#### [Assignment]
Could you output the entire listing without altering anything?

#### [Record extracts]

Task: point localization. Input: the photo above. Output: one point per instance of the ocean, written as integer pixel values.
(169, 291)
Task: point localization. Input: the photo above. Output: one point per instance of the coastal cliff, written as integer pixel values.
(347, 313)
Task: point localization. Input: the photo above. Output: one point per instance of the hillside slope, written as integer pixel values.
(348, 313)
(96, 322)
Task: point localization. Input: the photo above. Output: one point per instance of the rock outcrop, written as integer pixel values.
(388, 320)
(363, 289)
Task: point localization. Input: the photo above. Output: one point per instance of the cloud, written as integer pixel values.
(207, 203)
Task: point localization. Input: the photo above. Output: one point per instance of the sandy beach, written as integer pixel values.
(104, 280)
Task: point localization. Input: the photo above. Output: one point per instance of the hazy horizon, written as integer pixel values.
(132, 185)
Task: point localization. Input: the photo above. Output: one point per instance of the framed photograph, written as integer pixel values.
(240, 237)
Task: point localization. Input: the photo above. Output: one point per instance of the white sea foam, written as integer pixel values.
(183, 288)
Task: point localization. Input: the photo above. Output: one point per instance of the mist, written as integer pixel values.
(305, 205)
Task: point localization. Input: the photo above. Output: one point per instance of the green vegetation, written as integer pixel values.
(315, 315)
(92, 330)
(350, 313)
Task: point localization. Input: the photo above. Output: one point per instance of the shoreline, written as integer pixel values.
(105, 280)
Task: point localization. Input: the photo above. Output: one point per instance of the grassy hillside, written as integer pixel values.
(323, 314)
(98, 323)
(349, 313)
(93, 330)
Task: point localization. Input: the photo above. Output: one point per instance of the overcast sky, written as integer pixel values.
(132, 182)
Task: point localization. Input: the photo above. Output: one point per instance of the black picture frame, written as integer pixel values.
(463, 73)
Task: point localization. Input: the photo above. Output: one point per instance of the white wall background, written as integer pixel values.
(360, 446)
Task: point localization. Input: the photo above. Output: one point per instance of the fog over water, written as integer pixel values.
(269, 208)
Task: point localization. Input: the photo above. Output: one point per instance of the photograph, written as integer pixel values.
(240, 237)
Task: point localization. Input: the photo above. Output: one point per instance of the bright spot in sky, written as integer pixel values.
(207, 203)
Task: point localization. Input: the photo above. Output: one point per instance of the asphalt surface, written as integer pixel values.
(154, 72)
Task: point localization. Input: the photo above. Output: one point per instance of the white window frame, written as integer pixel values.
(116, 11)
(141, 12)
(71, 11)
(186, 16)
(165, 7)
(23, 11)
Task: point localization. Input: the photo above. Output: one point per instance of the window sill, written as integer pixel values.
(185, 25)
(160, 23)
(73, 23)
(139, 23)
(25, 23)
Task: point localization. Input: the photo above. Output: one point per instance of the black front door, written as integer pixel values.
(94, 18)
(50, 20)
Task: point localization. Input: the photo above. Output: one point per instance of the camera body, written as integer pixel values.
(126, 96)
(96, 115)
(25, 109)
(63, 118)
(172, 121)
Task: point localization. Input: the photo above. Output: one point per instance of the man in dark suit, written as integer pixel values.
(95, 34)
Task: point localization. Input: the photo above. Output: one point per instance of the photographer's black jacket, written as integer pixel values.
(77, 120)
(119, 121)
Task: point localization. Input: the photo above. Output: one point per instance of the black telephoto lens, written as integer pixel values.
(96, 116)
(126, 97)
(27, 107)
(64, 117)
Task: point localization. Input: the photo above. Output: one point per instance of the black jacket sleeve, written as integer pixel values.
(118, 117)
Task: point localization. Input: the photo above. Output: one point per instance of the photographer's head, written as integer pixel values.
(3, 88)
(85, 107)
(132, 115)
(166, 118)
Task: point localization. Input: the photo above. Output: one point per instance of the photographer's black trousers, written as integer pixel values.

#### [Task output]
Task: point localization. Input: the photo above. Output: one point per instance of the ocean, written as integer pixel values.
(169, 291)
Task: point localization. Input: the photo above. Output: one point per instance of the coastal cliff, written as integer pixel values.
(347, 313)
Task: point localization. Input: the photo above. Output: one point per instance of the hillside slope, written as integer pixel values.
(348, 313)
(96, 322)
Task: point localization. Input: the photo above. Output: one point per instance of the rock outcrop, written as integer pixel values.
(388, 320)
(363, 289)
Task: point localization. Input: the photo above. Output: one point per instance of the cloud, written as integer pixel values.
(207, 203)
Task: point localization. Input: the photo above. Output: one point per instance of the sandy beach, written as integer pixel values.
(104, 280)
Task: point localization. Input: the photo above. Output: one point per instance of the hazy horizon, written as integer pixel values.
(132, 185)
Task: point localization. Input: the photo above. Output: one point per instance of the framed photograph, written as integer pixel values.
(240, 237)
Task: point localization. Input: the photo above. Output: one point per instance of the white sea foam, written as integer pixel values.
(183, 288)
Task: point localization. Input: the photo above. Output: one point per instance of the mist, written as integer pixel values.
(305, 205)
Task: point localization. Input: the photo above. Output: one point per instance of the green vegetation, written as integer pixel values.
(315, 315)
(92, 330)
(350, 313)
Task: point localization. Input: the photo above. Output: one point per instance of the shoreline, written as integer pixel values.
(105, 280)
Task: point localization. Input: the photo above. Output: one point per instance of the grassy hillside, written as integer pixel values.
(323, 314)
(98, 323)
(349, 313)
(93, 330)
Task: point localization. Input: the photo above. Output: one point per instance of the overcast sky, written as integer pixel values.
(132, 182)
Task: point localization. Input: the photo above. Output: one point per instance of the black picture frame, written as integer pixel values.
(463, 73)
Task: point localization. Input: the photo above. Output: one point per instance of the white wall background, written as integer pixel values.
(360, 446)
Task: point localization. Input: the photo above. Output: one point per instance of the fog over water, written as integer pixel values.
(269, 208)
Task: point localization. Input: the photo above. Output: one point per instance of the photograph, written as integer pixel values.
(240, 237)
Task: point localization. Input: the photo above. Output: one point per instance of the bright spot in sky, written as integer pixel values.
(207, 203)
Task: point localization. Input: the photo above. Output: one point per instance of the asphalt surface, written as integer pixel values.
(154, 72)
Task: point localization. Input: the photo above. Output: one point per instance of the white window frame, written as integer pixel values.
(116, 11)
(141, 12)
(71, 11)
(186, 16)
(165, 7)
(23, 11)
Task: point localization. Input: the photo above. Output: one point per instance of the window sill, written as integer pixel values.
(185, 25)
(160, 23)
(73, 23)
(139, 23)
(25, 23)
Task: point localization. Input: the photo above. Output: one point per instance of the black front door, written as integer pixel values.
(94, 18)
(50, 20)
Task: point localization. Input: the photo above. Output: one point per instance of the camera body, written as integer pixel values.
(126, 96)
(96, 115)
(25, 109)
(63, 118)
(172, 121)
Task: point localization. Input: the photo above. Output: one point per instance of the man in dark suit, written as integer pixel values.
(95, 34)
Task: point localization. Input: the photo above. Output: one point per instance of the photographer's black jacket, written as integer pixel values.
(77, 120)
(119, 121)
Task: point localization. Input: the photo above. Output: one point per instance of the black telephoto lens, written as integer pixel values.
(96, 116)
(126, 97)
(27, 107)
(64, 117)
Task: point localization. Input: the photo above. Output: one point per instance of the black jacket sleeve, written as integer pixel values.
(118, 117)
Task: point localization. Input: the photo above. Output: one point per instance of the photographer's head, written as integer pixel values.
(3, 88)
(85, 107)
(132, 115)
(166, 118)
Task: point localization. Input: the photo above. Output: one point per instance of the photographer's black trousers, written as integer pixel values.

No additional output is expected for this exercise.